*** SOURCE ***
The user list? Seems like JIRA would be a better place to discuss what
files I need to send but OK.
From the inputs to the ClusterEvaluator class I'll send:
1. conf.set(RepresentativePointsDriver.DISTANCE_MEASURE_KEY,
dm.getClass().getName());
---> org.apache.mahout.common.distance.CosineDistanceMeasure
I guess you can just make a note of this
2. conf.set(RepresentativePointsDriver.STATE_IN_KEY,
"tmp/representative/representativePoints-" + numIters);
---> representativePoints-5/*
Here 5 is the maxiter value used internally in clusterdump
3. ClusterEvaluator ce = new ClusterEvaluator(conf, finalClusters);
---> clusters-27-final/*
The final clusters dir of the k = 500 run.
I can't upload more than 10M to JIRA and this is 22M so here is a webdav
URL once again:
http://cloud.occamsmachete.com/public.php?service=files&token=ceae2302d5ef6a55737b5e48aaafe45a3eddc389&file=/cluster-eval.tar.gz
I hope I got it right this time. I don't think there is a cluster
evaluator driver so I'll throw something together to double check it myself.
Thanks,
Pat
On 7/13/12 1:40 PM, Jeff Eastman wrote:
The rep-points tar you sent doesn't look right. I was expecting a
directory of representativePoints-i where i is the number of
iterations you used to run the RepresentativePointsDriver. Each
iteration will add a single point to the evolving list of
representative points for each cluster.
And, next time you send clusters, please don't send the
clusteredPoints. All I need is the clusters-n-final directory and the
directory with the last representativePoints parts.
Finally, can we please do this on the list so it is searchable by
others? You can also upload the relevant files to the JIRA so we know
what we are dealing with.
Jeff
On 7/13/12 3:58 PM, Pat Ferrel wrote:
OK but I can't find it. It doesn't seem to be listed on the "mahout"
CL help. Maybe there's some way to tell the script to execute an
arbitrary driver?
Anyway I just wrote a few lines to execute it and sent you a link to
the output.
On 7/13/12 12:40 PM, Jeff Eastman wrote:
Sure there is.
On 7/13/12 12:36 PM, Pat Ferrel wrote:
So there is no command line way to run RepresentativePointsDriver?
I'll have to hack up something, might be more than a minute...
On 7/13/12 9:06 AM, Pat Ferrel wrote:
OK, didn't know there was a RepresentativePointsDriver. Give me a
few minutes.
On 7/13/12 9:04 AM, Jeff Eastman wrote:
Hi Pat,
You will need to run the RepresentativePointsDriver to extract a
set of representative points for your clusters. It expects a -i
input directory full of clusters (your final directory), a -cp
directory full of clustered points, an -o output directory for
the representative points, a distance measure, number of
iterations, etc.
The cluster dumper does for you this but it is not done by the
respective clustering algorithms.
With this data we can run the various evaluators on a consistent
and much smaller set of points to debug them further.
Jeff
On 7/11/12 4:43 PM, Pat Ferrel wrote:
D'oh... True that.
***
## SET EXERCISE A:
Pick out each line of the listing below that contains the word "couple", matching case exactly.
*** STORED ROWS ***
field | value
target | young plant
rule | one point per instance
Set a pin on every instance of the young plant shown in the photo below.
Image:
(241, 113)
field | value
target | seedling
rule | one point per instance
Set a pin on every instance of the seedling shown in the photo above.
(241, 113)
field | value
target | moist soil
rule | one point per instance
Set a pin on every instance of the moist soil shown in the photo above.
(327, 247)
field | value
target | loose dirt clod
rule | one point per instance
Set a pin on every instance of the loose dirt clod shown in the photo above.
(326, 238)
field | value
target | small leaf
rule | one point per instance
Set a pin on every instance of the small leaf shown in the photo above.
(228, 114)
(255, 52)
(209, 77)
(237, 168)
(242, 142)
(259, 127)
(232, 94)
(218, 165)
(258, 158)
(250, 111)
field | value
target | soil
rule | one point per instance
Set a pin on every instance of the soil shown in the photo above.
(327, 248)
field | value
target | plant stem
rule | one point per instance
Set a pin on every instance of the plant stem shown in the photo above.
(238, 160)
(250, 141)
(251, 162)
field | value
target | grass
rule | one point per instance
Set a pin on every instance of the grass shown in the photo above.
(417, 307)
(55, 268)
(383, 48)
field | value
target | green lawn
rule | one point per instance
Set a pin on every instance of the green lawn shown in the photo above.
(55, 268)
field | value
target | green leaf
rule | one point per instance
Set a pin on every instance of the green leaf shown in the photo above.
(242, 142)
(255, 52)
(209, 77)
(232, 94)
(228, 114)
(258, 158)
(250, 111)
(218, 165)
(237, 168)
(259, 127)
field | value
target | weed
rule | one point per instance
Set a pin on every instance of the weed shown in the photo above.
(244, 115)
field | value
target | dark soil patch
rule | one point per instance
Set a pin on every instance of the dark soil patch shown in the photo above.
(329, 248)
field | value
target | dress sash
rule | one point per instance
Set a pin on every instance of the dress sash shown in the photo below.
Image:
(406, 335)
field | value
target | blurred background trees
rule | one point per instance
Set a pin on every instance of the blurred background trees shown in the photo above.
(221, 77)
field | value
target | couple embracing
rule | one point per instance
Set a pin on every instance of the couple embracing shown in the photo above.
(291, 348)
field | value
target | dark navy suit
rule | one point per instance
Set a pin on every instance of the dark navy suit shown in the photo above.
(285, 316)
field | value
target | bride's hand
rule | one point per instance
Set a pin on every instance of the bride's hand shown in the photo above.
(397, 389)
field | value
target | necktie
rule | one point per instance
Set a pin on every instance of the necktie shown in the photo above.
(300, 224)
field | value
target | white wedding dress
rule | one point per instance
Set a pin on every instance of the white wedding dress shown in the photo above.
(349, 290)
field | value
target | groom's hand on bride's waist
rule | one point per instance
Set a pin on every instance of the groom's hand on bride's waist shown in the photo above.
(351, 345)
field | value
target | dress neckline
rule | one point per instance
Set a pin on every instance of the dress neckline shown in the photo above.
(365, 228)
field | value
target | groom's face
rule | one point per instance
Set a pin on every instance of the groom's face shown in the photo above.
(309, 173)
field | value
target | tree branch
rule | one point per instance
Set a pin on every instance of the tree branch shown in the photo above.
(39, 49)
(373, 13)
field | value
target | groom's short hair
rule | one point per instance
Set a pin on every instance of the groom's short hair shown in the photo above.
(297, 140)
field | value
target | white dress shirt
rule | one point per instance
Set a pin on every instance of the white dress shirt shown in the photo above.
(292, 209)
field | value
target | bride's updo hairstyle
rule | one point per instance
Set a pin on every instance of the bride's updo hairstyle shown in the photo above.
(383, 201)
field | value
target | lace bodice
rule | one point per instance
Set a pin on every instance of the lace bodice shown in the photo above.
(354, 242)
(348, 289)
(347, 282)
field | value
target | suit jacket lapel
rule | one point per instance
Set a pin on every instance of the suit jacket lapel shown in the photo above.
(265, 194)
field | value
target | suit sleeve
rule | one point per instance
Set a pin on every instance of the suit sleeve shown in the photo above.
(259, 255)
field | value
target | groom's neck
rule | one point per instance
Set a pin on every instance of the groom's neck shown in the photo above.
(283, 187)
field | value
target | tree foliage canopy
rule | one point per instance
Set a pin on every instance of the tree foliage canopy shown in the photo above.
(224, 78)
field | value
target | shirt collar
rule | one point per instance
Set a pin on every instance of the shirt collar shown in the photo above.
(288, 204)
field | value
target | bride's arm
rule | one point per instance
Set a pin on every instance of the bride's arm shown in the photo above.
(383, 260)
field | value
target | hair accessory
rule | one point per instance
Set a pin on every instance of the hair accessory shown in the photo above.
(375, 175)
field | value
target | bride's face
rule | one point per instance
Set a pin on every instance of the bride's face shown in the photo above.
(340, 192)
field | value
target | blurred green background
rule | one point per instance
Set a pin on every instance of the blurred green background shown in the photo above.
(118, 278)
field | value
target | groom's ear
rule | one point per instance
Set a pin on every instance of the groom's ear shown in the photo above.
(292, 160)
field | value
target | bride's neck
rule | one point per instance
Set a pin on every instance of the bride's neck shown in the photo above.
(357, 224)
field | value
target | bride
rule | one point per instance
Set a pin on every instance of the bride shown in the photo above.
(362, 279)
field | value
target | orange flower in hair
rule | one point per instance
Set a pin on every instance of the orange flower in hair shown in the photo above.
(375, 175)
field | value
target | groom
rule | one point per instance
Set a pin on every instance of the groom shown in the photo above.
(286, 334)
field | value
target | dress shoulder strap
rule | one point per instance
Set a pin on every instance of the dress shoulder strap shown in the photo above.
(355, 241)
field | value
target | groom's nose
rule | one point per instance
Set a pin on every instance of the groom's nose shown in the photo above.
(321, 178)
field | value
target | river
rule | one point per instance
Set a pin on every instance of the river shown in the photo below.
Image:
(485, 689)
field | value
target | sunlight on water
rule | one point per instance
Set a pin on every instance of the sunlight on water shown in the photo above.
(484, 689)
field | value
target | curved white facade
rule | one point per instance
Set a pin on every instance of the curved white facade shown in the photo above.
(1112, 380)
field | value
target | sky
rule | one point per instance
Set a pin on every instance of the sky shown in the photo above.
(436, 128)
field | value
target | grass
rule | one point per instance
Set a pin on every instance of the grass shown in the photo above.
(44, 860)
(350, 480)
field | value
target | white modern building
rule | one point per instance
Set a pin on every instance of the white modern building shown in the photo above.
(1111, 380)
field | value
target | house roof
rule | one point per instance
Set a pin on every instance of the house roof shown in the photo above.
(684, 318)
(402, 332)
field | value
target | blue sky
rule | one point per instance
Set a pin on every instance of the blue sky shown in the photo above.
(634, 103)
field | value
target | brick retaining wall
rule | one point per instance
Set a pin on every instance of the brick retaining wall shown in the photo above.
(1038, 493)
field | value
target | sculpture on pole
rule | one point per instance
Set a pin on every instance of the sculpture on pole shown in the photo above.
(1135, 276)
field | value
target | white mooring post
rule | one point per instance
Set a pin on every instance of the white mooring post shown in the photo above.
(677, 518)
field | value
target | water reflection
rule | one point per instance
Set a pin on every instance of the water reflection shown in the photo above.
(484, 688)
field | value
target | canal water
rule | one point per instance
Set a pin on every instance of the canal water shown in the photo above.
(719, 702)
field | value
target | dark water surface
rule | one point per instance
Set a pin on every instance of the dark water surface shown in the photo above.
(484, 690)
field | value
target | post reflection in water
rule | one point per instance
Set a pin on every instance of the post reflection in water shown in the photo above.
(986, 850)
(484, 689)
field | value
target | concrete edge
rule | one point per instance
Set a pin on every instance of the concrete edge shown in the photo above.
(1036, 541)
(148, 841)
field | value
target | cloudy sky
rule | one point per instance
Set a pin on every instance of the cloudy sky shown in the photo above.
***
## SET EXERCISE B:
Repeat the passage of the Mahout mailing-list thread above, starting at the words "The user list?" and stopping after "k = 500 run.".

## WRITTEN REPLY A:
target | couple embracing
Set a pin on every instance of the couple embracing shown in the photo above.

## WRITTEN REPLY B:
The user list? Seems like JIRA would be a better place to discuss what
files I need to send but OK.
From the inputs to the ClusterEvaluator class I'll send:
1. conf.set(RepresentativePointsDriver.DISTANCE_MEASURE_KEY,
dm.getClass().getName());
---> org.apache.mahout.common.distance.CosineDistanceMeasure
I guess you can just make a note of this
2. conf.set(RepresentativePointsDriver.STATE_IN_KEY,
"tmp/representative/representativePoints-" + numIters);
---> representativePoints-5/*
Here 5 is the maxiter value used internally in clusterdump
3. ClusterEvaluator ce = new ClusterEvaluator(conf, finalClusters);
---> clusters-27-final/*
The final clusters dir of the k = 500 run.